→ **Stated goal**
Copy the lines from the line with "the cow's pink" up to and including the line with "pixel 257 311", swapping "thickest part" for "widest part" and leaving everything else unchanged.

--- Provided information ---

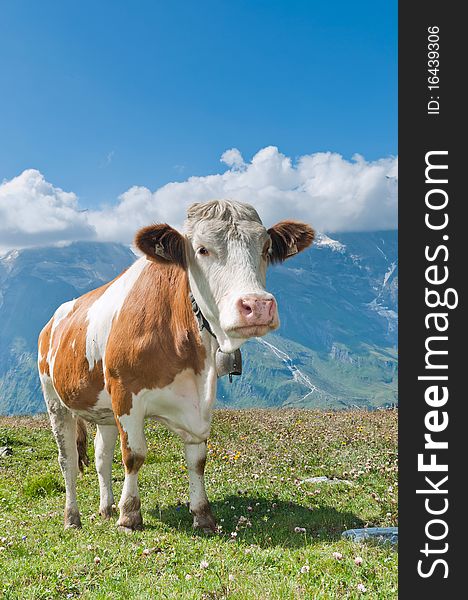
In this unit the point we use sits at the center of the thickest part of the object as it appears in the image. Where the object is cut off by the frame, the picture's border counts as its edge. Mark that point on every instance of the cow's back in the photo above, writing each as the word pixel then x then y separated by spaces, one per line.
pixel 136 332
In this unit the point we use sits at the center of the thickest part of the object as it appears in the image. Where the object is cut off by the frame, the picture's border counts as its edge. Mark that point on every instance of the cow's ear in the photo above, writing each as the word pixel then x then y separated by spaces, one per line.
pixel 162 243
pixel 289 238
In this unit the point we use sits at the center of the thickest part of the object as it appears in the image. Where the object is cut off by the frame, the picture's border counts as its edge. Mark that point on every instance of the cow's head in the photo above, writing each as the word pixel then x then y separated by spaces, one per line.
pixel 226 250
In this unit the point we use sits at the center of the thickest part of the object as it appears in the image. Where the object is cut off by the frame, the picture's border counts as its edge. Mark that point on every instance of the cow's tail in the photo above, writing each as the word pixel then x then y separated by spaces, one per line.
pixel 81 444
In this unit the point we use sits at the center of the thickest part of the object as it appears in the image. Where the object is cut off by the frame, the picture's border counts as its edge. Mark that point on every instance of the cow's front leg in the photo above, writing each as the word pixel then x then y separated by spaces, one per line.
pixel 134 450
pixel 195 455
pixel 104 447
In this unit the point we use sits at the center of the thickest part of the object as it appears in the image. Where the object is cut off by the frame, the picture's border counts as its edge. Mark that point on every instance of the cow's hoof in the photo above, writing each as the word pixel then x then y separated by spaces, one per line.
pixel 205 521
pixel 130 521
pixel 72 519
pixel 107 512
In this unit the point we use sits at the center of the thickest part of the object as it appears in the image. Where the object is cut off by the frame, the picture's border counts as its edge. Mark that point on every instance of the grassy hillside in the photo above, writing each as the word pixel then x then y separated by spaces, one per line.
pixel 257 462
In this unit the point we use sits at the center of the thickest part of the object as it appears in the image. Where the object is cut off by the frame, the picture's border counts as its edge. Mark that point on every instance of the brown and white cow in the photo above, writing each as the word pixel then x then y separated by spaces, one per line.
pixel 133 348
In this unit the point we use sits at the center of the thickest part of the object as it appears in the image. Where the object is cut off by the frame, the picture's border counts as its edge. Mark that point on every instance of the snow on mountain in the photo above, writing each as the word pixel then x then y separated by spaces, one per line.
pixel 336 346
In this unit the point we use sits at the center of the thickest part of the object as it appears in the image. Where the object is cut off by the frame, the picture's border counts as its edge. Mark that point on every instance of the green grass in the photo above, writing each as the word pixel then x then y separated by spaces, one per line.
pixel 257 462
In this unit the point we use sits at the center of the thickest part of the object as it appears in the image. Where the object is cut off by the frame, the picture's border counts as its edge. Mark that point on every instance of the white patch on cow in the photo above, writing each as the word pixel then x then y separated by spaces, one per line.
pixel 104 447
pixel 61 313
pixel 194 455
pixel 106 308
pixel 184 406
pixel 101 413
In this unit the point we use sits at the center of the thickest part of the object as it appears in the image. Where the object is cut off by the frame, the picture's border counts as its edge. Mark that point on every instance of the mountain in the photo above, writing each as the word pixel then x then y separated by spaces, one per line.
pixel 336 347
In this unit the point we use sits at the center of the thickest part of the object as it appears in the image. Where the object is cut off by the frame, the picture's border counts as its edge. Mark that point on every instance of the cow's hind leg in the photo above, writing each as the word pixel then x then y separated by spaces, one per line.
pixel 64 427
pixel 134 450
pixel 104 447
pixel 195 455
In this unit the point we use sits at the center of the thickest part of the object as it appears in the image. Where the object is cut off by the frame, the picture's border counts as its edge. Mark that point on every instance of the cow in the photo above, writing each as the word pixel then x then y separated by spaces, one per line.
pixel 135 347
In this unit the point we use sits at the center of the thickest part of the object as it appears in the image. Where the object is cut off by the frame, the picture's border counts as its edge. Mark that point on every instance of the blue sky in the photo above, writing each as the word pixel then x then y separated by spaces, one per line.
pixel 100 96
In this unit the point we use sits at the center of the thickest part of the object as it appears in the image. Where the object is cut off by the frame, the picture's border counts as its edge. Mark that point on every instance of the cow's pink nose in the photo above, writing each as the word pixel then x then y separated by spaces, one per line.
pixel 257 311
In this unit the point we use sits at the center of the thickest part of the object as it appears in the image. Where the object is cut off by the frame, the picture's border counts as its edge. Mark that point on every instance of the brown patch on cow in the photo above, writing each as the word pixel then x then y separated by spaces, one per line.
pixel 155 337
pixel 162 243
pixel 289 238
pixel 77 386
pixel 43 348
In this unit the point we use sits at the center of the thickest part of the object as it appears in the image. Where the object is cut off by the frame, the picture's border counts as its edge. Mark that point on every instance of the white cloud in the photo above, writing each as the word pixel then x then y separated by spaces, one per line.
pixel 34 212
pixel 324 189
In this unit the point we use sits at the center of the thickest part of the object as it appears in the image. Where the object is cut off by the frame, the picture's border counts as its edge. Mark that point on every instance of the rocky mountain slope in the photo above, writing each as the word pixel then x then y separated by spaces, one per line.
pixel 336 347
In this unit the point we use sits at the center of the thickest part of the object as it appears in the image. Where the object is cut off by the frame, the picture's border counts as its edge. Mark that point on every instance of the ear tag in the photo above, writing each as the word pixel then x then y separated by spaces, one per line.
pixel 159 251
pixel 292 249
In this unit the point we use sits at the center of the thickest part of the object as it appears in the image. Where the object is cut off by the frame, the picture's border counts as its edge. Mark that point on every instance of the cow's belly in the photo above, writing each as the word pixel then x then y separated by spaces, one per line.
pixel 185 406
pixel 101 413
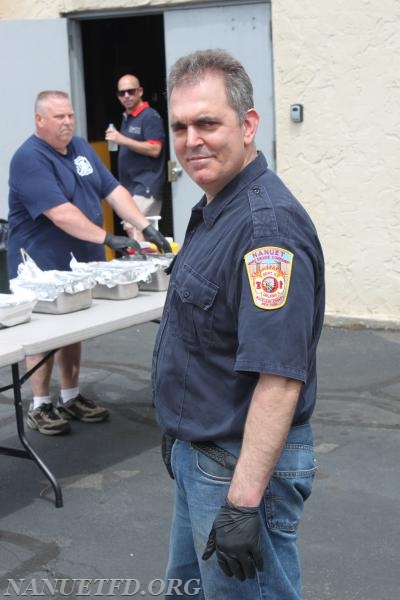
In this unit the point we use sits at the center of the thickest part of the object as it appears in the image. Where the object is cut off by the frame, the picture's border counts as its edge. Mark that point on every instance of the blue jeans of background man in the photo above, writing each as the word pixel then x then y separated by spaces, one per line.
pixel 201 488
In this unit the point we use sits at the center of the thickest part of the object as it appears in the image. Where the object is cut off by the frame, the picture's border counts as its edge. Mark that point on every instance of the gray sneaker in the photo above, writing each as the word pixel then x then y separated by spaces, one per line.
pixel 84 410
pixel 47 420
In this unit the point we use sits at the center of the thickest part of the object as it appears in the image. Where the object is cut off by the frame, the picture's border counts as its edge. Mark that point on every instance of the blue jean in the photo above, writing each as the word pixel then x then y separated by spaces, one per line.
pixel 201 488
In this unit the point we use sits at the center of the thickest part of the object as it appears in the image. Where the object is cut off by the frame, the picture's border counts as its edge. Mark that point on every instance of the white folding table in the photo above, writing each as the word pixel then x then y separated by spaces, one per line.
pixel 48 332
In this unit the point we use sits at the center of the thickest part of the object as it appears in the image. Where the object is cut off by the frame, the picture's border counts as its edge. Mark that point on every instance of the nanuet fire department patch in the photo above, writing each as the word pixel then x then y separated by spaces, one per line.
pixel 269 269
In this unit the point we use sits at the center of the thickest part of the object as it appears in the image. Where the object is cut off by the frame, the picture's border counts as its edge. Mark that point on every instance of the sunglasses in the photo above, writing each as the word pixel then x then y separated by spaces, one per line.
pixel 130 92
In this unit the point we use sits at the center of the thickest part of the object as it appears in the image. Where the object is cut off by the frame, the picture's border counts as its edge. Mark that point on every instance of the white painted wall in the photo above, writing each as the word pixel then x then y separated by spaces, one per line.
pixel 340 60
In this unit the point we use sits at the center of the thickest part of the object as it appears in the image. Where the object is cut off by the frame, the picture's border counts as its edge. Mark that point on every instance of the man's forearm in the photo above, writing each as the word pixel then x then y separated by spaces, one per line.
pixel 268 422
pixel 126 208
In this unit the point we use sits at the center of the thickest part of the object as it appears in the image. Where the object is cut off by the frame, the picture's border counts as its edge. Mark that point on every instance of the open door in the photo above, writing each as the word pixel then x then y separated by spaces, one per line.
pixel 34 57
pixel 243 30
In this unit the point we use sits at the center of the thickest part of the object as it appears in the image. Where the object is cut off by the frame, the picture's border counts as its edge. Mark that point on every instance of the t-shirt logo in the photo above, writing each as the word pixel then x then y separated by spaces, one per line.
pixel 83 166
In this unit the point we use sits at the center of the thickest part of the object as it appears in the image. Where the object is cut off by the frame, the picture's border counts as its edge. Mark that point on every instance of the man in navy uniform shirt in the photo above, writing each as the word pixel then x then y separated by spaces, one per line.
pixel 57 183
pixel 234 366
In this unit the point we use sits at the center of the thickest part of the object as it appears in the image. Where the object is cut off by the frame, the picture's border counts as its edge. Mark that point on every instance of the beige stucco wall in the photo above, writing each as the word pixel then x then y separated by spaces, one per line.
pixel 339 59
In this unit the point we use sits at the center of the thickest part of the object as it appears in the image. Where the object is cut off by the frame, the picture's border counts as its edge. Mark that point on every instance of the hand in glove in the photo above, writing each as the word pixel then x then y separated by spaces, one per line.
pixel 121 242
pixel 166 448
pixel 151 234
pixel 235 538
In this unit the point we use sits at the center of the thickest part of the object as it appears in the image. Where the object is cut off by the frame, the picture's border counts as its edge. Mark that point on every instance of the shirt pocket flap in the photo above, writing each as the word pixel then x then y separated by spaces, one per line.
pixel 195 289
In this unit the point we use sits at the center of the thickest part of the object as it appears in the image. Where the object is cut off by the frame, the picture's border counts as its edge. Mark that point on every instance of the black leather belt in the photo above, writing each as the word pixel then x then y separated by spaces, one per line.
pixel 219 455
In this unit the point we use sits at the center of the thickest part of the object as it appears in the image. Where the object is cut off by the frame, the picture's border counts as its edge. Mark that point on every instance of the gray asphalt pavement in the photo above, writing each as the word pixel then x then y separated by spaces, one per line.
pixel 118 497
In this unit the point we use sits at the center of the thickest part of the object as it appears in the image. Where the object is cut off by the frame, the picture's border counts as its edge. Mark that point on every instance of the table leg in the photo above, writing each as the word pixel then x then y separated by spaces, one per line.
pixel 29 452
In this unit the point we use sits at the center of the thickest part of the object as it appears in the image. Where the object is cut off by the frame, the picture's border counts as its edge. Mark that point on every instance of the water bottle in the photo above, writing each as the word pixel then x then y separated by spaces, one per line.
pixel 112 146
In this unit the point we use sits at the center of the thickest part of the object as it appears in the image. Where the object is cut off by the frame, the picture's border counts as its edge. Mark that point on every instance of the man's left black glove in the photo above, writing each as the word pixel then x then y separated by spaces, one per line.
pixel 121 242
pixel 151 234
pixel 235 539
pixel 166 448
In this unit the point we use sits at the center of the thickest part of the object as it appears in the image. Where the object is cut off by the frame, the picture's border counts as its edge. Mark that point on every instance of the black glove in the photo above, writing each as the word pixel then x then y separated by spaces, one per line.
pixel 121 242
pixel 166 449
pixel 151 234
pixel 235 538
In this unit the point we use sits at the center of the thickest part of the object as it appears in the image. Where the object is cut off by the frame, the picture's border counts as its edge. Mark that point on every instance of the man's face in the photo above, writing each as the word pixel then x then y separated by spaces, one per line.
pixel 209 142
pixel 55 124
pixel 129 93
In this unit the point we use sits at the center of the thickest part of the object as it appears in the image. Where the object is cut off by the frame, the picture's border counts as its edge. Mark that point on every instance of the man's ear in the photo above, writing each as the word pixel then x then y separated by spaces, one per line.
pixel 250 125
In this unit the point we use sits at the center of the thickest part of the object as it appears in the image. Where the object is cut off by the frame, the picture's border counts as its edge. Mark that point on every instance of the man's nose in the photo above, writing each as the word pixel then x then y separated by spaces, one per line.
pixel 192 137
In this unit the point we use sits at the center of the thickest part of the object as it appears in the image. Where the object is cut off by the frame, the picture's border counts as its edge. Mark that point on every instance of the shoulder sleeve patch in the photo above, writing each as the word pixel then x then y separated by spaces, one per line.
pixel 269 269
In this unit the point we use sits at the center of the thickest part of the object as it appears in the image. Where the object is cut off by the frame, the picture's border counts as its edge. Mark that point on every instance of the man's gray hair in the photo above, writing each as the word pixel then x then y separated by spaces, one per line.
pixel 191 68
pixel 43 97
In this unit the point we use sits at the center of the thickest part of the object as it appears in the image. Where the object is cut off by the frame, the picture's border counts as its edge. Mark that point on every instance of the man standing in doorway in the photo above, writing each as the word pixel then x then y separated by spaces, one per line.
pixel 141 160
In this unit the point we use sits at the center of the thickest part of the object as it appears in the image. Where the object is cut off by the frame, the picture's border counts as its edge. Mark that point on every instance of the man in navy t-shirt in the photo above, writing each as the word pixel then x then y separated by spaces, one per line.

---

→ **Answer to this problem**
In this unit the point we use sits at the center of the widest part of the object as it appears in the image. Where the object is cut off by the frame, the picture's border counts as its edge. Mark that point on every instance of the cow's pink nose in the photo above, writing each as the word pixel then x then y separated by spaces, one per line.
pixel 257 311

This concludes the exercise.